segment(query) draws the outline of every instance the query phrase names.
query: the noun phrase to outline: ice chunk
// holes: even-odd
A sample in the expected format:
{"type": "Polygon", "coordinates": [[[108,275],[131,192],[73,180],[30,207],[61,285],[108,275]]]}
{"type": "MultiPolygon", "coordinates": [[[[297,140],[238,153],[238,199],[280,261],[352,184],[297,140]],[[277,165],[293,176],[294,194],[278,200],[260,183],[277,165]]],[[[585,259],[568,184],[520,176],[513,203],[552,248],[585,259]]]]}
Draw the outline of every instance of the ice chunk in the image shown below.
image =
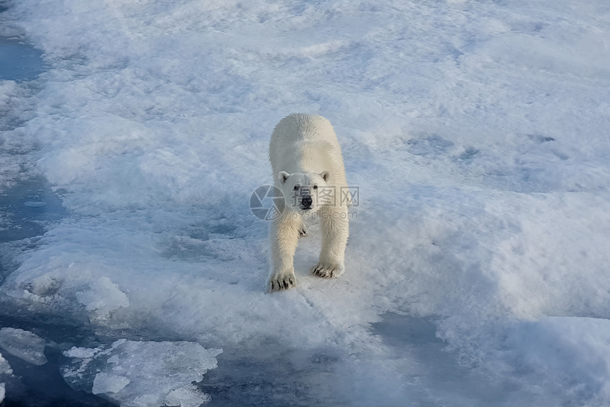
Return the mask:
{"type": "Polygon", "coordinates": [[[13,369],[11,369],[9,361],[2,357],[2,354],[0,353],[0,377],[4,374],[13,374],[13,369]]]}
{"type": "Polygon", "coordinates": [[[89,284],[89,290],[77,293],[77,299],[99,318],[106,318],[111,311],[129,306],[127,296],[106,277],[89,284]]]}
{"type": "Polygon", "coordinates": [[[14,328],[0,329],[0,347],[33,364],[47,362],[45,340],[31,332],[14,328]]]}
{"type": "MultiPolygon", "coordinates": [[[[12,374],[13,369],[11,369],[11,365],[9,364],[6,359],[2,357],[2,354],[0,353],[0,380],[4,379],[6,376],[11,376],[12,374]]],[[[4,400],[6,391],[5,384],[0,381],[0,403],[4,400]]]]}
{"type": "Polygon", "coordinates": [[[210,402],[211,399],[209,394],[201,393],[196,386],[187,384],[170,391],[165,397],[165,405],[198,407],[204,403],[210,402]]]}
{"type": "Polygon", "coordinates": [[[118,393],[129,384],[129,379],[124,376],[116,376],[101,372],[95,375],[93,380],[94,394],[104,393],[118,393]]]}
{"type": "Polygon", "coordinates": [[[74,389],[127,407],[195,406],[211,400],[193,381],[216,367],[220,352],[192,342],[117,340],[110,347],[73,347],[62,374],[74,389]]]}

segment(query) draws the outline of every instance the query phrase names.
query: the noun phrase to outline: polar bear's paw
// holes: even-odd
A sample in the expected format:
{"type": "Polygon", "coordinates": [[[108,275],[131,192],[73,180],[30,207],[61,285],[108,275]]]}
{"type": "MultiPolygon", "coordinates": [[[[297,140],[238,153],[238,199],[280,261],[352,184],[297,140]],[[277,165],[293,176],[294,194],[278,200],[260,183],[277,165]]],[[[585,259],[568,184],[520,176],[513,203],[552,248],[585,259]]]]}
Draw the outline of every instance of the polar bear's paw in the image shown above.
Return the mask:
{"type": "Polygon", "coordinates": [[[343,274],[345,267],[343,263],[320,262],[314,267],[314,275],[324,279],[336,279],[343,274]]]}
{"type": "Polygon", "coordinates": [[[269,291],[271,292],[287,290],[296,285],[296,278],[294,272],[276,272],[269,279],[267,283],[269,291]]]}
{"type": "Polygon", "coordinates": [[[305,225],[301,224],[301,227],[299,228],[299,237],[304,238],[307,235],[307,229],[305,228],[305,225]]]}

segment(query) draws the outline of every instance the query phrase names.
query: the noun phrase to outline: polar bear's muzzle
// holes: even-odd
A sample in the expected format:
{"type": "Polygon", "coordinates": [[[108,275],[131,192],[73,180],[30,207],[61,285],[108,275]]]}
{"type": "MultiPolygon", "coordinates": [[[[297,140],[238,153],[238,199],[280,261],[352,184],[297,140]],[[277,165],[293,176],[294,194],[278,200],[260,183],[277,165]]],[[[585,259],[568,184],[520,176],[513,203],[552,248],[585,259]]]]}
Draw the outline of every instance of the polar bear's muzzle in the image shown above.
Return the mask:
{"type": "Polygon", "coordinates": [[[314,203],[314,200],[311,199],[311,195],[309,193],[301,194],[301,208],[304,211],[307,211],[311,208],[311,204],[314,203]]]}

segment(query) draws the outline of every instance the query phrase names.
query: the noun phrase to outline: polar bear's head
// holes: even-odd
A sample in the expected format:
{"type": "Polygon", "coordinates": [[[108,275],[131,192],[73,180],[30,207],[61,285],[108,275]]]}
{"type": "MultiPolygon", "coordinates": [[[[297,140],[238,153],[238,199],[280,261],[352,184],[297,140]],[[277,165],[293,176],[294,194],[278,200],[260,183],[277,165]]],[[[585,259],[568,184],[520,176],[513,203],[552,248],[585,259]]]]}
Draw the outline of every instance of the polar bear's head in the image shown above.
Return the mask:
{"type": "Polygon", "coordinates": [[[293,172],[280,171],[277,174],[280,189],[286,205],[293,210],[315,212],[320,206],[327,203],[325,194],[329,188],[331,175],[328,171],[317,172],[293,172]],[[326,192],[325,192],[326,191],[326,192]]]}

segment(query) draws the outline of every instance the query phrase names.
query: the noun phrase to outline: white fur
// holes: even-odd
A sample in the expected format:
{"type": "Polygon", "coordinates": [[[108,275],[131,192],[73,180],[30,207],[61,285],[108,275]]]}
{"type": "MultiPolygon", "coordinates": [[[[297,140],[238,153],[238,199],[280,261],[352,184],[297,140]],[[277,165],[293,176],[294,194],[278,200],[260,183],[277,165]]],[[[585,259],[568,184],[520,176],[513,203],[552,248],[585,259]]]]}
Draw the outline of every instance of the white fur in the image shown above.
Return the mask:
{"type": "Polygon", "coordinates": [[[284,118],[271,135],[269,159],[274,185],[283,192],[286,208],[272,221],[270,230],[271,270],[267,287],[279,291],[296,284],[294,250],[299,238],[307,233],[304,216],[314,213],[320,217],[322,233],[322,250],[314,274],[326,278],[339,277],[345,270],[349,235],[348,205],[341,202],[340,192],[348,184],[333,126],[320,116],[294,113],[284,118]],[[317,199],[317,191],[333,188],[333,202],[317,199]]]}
——
THE REQUEST | How many lines of the listing contain the word "muzzle"? Reply with the number only.

RIGHT ANSWER | 2